→ Task objective: In the material below, change "congestion log" to "survey log" in the part that opens with the line containing "the white sea" and closes with the line containing "[(69, 66), (124, 73), (93, 72)]". Give back only that part, with everything else left as it stands.

Start Record excerpts

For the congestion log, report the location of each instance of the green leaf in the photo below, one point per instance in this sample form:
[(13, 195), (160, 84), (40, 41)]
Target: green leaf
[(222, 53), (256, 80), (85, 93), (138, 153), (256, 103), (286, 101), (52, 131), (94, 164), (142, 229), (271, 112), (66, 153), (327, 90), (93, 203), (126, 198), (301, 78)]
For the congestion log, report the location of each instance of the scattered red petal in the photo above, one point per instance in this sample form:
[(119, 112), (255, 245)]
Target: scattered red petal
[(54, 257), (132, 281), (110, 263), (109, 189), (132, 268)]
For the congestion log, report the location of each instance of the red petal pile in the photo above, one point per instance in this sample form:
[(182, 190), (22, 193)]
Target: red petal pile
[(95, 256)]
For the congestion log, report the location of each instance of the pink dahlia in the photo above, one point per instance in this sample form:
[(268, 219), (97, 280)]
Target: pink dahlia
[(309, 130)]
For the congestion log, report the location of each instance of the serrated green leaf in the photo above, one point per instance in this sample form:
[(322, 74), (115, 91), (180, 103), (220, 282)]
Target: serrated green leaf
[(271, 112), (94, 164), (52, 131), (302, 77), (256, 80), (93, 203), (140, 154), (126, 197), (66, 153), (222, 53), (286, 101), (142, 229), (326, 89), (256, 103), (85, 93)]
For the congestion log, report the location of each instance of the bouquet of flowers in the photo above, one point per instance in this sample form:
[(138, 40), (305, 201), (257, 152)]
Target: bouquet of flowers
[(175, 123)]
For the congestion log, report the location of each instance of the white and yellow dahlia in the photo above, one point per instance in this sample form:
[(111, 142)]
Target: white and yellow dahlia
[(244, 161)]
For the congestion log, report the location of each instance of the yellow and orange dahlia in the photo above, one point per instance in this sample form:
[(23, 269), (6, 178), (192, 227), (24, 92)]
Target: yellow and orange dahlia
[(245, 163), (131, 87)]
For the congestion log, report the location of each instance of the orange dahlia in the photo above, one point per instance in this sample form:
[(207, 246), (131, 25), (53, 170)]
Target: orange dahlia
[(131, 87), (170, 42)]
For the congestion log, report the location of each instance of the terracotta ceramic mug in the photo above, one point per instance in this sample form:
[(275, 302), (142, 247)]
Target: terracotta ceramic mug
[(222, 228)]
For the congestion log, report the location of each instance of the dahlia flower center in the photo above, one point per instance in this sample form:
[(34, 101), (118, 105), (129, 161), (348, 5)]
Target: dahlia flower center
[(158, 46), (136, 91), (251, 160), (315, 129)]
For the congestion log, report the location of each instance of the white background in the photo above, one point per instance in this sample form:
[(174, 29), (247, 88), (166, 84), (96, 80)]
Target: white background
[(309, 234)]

End Record excerpts
Start Record excerpts

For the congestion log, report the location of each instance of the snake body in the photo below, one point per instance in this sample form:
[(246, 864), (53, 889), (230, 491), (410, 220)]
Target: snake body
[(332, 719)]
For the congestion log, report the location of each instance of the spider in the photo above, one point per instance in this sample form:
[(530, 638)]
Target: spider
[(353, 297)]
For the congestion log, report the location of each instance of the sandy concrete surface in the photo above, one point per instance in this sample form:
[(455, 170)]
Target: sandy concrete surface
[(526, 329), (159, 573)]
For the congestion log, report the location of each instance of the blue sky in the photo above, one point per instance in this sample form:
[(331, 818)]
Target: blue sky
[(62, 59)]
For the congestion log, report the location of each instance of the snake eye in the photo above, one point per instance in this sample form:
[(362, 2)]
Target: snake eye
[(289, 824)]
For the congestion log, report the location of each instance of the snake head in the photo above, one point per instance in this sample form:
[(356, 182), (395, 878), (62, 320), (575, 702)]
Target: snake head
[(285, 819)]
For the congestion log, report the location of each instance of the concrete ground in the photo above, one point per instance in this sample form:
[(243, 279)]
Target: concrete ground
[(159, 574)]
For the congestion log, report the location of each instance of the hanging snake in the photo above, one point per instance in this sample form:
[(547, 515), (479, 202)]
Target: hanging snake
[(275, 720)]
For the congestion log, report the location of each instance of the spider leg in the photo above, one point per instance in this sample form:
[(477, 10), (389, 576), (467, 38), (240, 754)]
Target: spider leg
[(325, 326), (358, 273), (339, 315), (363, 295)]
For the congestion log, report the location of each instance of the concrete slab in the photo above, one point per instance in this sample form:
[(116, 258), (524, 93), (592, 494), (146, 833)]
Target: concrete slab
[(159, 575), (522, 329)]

End Record excerpts
Start Record excerpts

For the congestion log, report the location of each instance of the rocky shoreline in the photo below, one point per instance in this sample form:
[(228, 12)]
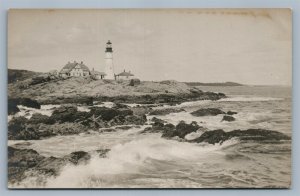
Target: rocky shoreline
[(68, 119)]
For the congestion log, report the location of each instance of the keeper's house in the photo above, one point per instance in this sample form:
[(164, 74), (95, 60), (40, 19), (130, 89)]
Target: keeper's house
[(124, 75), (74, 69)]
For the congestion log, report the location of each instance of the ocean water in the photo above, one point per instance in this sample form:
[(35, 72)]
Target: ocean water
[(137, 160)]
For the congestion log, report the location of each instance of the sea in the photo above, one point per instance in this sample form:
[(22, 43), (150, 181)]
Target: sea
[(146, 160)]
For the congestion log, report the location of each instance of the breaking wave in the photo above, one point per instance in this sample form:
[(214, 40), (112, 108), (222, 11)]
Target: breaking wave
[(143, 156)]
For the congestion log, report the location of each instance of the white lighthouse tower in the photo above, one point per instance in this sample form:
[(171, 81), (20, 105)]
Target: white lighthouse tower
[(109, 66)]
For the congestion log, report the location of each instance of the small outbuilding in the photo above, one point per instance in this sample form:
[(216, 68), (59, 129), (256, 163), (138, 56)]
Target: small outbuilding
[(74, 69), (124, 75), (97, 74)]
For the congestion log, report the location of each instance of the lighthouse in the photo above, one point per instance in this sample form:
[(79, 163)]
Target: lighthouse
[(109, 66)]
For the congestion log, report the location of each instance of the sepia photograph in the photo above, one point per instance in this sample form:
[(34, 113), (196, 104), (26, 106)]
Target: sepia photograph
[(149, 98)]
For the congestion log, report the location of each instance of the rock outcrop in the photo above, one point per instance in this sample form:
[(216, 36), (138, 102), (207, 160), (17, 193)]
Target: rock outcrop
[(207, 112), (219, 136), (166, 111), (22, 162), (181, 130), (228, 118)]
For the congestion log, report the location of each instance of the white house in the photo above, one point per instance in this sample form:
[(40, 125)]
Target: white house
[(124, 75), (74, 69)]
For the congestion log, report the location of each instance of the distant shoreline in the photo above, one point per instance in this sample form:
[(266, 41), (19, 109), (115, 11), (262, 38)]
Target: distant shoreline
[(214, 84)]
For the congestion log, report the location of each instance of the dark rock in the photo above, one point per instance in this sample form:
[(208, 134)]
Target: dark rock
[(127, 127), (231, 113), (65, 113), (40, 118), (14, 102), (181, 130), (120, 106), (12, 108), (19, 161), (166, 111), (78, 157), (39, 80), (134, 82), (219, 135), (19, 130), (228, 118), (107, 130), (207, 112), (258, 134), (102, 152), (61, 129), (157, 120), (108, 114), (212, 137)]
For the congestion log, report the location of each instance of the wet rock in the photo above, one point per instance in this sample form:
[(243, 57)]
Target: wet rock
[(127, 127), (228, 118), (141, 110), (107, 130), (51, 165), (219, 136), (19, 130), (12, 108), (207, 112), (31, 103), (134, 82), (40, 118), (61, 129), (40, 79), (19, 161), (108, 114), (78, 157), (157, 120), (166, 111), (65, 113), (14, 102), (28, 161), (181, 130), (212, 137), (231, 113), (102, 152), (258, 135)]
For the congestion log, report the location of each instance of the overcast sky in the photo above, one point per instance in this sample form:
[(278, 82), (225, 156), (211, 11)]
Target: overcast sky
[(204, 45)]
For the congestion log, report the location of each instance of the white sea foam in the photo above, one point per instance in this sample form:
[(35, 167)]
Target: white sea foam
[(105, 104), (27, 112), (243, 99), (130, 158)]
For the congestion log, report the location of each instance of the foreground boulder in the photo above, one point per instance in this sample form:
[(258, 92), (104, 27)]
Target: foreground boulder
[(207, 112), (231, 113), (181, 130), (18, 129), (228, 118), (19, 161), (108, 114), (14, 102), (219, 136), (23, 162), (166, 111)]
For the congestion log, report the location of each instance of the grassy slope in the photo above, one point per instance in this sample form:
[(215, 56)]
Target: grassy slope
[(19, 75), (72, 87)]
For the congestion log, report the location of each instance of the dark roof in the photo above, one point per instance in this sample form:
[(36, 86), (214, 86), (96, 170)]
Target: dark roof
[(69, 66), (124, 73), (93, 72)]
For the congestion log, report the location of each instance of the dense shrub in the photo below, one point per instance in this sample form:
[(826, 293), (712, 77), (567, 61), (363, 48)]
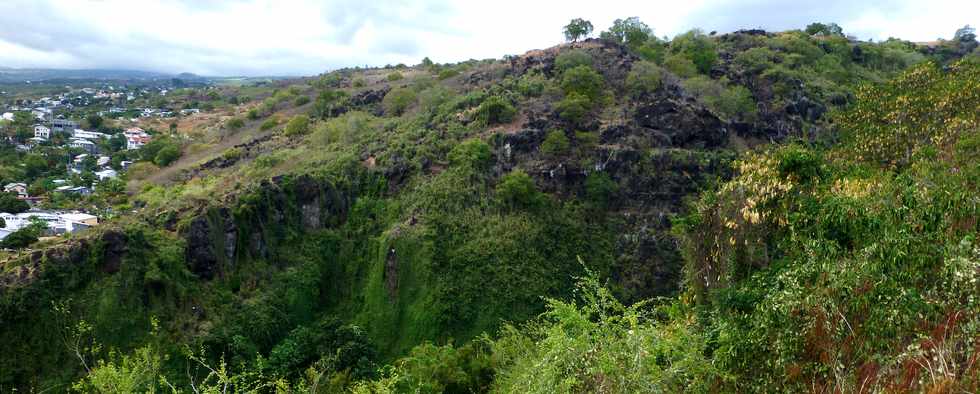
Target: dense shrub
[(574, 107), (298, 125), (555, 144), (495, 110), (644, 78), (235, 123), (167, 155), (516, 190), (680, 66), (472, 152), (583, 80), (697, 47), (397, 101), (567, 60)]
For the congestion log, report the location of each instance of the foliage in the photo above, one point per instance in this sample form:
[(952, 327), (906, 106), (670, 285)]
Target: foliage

End Record excerpts

→ Correct answer:
For the survey log, report the location of each instance of the white sea foam in the photo above, one point per instance in this sample form:
[(35, 167)]
Target: white sea foam
[(105, 104), (27, 112), (243, 99), (130, 158)]
For the survey log, report the location of each instance of the foreground boulder in the photo above, one point per instance in this sample form:
[(258, 92), (104, 27)]
Target: foreground boulder
[(207, 112), (231, 113), (181, 130), (18, 129), (228, 118), (19, 161), (108, 114), (14, 102), (219, 136), (23, 162), (166, 111)]
For the survey log, report the location of each instance of the grassy slope in the photo above, one point per instance in this sample form:
[(215, 56)]
Target: grassy slope
[(19, 75), (72, 87)]
For the survey log, report the location of each instance of the dark roof in the photo above, one point per instance in this sample form:
[(36, 86), (214, 86), (96, 170)]
Target: dark roof
[(69, 66), (124, 73), (93, 72)]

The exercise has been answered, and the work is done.